Problem details =>
Repeat each entry below exactly as it stands.

*** Opening Source records ***

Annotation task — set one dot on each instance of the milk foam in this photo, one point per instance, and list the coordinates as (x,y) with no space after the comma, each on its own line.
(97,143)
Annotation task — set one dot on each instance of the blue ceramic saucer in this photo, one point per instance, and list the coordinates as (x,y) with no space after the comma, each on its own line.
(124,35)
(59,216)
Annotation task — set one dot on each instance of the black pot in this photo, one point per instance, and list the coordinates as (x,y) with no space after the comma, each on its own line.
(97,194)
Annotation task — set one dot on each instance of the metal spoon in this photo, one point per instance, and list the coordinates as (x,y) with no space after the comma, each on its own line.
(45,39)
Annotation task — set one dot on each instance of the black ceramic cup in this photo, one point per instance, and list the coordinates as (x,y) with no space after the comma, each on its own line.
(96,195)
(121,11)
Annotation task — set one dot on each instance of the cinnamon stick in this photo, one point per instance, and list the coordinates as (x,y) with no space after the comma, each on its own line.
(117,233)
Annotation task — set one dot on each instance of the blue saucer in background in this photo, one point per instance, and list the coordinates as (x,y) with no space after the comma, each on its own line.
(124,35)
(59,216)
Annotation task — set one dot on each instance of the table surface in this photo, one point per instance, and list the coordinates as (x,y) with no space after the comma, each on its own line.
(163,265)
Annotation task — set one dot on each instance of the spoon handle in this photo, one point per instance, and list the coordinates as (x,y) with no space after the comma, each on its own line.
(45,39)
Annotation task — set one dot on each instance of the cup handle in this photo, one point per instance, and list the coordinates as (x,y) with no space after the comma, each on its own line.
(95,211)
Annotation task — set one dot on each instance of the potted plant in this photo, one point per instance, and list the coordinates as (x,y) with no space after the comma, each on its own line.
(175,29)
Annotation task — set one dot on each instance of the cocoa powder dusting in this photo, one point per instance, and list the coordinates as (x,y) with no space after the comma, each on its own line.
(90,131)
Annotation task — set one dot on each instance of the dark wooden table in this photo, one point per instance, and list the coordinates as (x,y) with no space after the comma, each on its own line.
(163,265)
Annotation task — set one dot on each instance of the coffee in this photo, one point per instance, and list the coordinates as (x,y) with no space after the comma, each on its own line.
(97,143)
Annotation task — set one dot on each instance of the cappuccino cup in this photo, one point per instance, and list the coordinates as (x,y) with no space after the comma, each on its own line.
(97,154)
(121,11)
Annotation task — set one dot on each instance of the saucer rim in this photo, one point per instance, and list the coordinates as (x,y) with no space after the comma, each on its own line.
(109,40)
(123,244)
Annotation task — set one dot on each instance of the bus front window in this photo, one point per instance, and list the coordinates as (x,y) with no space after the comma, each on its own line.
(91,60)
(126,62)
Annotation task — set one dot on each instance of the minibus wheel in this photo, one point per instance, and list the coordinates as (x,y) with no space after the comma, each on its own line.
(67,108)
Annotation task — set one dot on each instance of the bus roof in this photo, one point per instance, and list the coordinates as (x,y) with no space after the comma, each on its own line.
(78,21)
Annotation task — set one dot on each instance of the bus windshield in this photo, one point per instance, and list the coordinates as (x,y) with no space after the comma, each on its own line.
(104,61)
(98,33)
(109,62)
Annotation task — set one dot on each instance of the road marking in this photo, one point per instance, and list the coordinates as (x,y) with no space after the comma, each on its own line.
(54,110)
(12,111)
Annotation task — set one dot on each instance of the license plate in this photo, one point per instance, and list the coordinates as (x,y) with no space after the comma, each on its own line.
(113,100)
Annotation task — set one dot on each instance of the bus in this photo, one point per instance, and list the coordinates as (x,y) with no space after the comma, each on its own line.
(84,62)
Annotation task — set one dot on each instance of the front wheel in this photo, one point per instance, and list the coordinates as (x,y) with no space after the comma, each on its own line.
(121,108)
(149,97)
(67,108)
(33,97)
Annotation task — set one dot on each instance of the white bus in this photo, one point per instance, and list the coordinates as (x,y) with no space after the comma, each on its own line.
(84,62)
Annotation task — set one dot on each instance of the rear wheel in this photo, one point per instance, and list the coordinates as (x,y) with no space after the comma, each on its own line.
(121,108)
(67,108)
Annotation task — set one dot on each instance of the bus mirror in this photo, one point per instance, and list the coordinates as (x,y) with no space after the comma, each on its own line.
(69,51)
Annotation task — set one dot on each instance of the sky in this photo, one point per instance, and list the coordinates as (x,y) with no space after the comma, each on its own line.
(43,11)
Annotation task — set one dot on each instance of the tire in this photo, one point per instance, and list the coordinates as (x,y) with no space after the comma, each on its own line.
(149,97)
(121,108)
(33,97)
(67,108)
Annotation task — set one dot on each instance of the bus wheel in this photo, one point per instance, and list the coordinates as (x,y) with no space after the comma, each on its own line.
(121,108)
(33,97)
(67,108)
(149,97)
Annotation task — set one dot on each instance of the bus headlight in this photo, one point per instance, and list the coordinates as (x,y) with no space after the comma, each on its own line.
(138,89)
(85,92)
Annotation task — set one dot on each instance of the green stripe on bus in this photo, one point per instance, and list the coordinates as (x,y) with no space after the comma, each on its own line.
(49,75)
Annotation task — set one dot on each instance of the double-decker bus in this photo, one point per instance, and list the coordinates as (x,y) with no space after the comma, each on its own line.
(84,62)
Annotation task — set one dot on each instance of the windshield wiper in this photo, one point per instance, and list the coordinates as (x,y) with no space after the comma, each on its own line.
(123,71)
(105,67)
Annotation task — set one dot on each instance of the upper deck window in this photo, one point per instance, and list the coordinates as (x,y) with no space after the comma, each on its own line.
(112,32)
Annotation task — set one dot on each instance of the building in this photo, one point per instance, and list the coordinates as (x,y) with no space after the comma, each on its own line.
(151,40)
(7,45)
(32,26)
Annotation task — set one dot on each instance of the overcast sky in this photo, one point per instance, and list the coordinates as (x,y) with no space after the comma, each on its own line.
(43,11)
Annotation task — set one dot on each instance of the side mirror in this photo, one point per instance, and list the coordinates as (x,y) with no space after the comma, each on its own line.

*** Closing Source records ***

Solution =>
Annotation task — set one dot on each instance of the milk foam in this photo, one point per instance, and list the coordinates as (x,y) with no space after the comma, each on its own line.
(97,143)
Annotation task — set one dot on each instance of the blue ceramic saucer in this photo, one point per instance, and list the coordinates as (x,y) with no space after the comma, each on its own line.
(124,35)
(59,216)
Annotation task — set one dot on each instance of the black pot in this photo, one point per instance, and list the coordinates as (x,y) with no space after the comma, each on its own line.
(97,194)
Annotation task — set one dot on each instance of the metal spoon in this photo, one point per instance, and list the coordinates as (x,y) with no space after the comma, each on its own line.
(45,39)
Annotation task — set one dot on each instance of the black ceramic cup in this photo, one point per instance, and list the coordinates as (x,y) with no space after the comma, each on its own line.
(96,195)
(121,11)
Annotation task — set one dot on each instance of the cinnamon stick in this photo, one point per instance, and list the coordinates as (x,y) with no space after the comma, each on its own line.
(117,233)
Annotation task — set one dot on each instance of the blue saucer in background in this photo, one point per instance, and list the coordinates as (x,y) with no space after the comma, each on its own line.
(124,35)
(59,216)
Annotation task — set one dot on each instance of the table surface in this photo, one point per instance, and list the coordinates as (x,y) with no space after the comma, each on its own line.
(163,265)
Annotation task — set one dot on each instance of the spoon handle in this photo, one point per instance, and list the coordinates as (x,y) with no space after the comma, each on its own line.
(45,39)
Annotation task — set one dot on each instance of the cup handle in this photo, one point per instance, and list the coordinates as (x,y) with no space after the comma, each on its own line.
(95,211)
Annotation task — set one dot on each instance of the potted plant in this photo, one point per instance, and list the coordinates as (x,y) with no space after the comma, each on its own line.
(175,29)
Annotation task — set one dot on each instance of the cocoa powder dusting in this photo, one point per instance, and list the coordinates as (x,y) with no space after the comma, each on its own line.
(90,131)
Annotation task — set one dot on each instance of the dark wooden table in this photo, one point per instance, and list the coordinates as (x,y) with no space after the comma, each on its own line.
(163,265)
Annotation task — set one dot on each instance of the coffee in this photo, one point per instance, and list the coordinates as (x,y) with no space after the comma, each on its own line.
(97,143)
Annotation task — set one dot on each instance of the cappuccino cup in this photo, one point per instance, and list the coordinates as (x,y) with no space after the comma, each on its own line.
(97,154)
(121,11)
Annotation task — set one dot on each instance of the saucer rim in this photo, one point per instance, and list the coordinates as (x,y) with no space after the comma, each on its own line.
(109,40)
(123,244)
Annotation task — set one dot on each instance of the bus front window in this photo, one point per instance, and list the coordinates as (x,y) with no space after the comma, each on its own line.
(91,60)
(126,62)
Annotation task — set one dot on each instance of the minibus wheel in this photo, one point per instance, and list the coordinates as (x,y) with no space after the comma, each on its own line.
(67,108)
Annotation task — set one dot on each instance of the bus roof in this photo, one point per instance, and list the coordinates as (x,y) with no space after the comma, each on its own line.
(78,21)
Annotation task — set one dot on each instance of the bus windshield in this photo, one point per instance, and list the coordinates as (x,y) with no space after the comma, each on its own line.
(104,61)
(98,33)
(109,62)
Annotation task — set one dot on each instance of the road marking in this photo, one point per instance, and list the coordinates as (x,y) with no space after the comma, each on its own line.
(54,110)
(12,111)
Annotation task — set one dot on each instance of the license plate in this photo, one point per instance, and list the coordinates as (x,y) with no space after the comma, each on its own line.
(113,100)
Annotation task — set one dot on each instance of the bus in this photo, one point per instance, and list the coordinates as (x,y) with no space after the comma, each on its own line.
(84,62)
Annotation task — set one dot on each instance of the front wheel in this photo, one point per instance, and list the coordinates as (x,y) with no space after the comma, each on its own line.
(121,108)
(149,97)
(67,108)
(33,97)
Annotation task — set one dot on each instance of the white bus in this photo, one point per instance, and list the coordinates as (x,y) with no space after the comma, each on its own line.
(84,62)
Annotation task — set one dot on each instance of the rear wheel in this photo, one point per instance, and list the coordinates as (x,y) with no space after the comma, each on its own line.
(121,108)
(67,108)
Annotation task — set one dot on each instance of the bus mirror in this photo, one point per instance, and list the coordinates as (x,y) with no space after the comma, each on its own line.
(69,51)
Annotation task — set one dot on each instance of the sky in this photo, one point per instance, and list the coordinates as (x,y) with no space after the comma, each on its own line.
(43,11)
Annotation task — set one dot on each instance of the tire in this photo, one point per instance, and list the coordinates as (x,y) with no space after the comma, each on its own line.
(149,97)
(121,108)
(33,97)
(67,108)
Annotation task — set one dot on each instance of the bus wheel in this photo, one point per instance, and list the coordinates as (x,y) with no space after the comma, each on its own line.
(121,108)
(33,97)
(67,108)
(149,97)
Annotation task — set one dot on each instance of the bus headlight in this photo, one point per instance, and list the coordinates as (x,y) with no space after the comma, each on its own line.
(138,89)
(85,92)
Annotation task — set one dot on each instance of the green stripe on bus in this photo, one point per instance, and list the coordinates as (x,y) with no space after the comma, each on its own line.
(49,75)
Annotation task — set one dot on each instance of the double-decker bus in this photo, one point per instance, and list the coordinates as (x,y) with no space after the comma, each on its own line.
(84,62)
Annotation task — set one dot on each instance of the windshield wiper in this photo, one point per instance, and list the coordinates as (x,y) with no space after the comma, each on its own line.
(123,71)
(105,67)
Annotation task — set one dot on each instance of the upper deck window in this photo, one point per instance, and list the coordinates as (x,y) with no space after the comma, each on its own line.
(112,32)
Annotation task — set one dot on each instance of the building in this photo, one point per instance, and list the coordinates as (x,y) with no space after the comma, each on its own line.
(151,40)
(7,45)
(32,26)
Annotation task — set one dot on each instance of the overcast sky in this photo, one point per instance, and list the coordinates as (x,y) with no space after the comma, each on its own line.
(43,11)
Annotation task — set one dot on each instance of the side mirror in this photo, one point per instance, and list the coordinates as (x,y) with no space after the comma, each on its own line.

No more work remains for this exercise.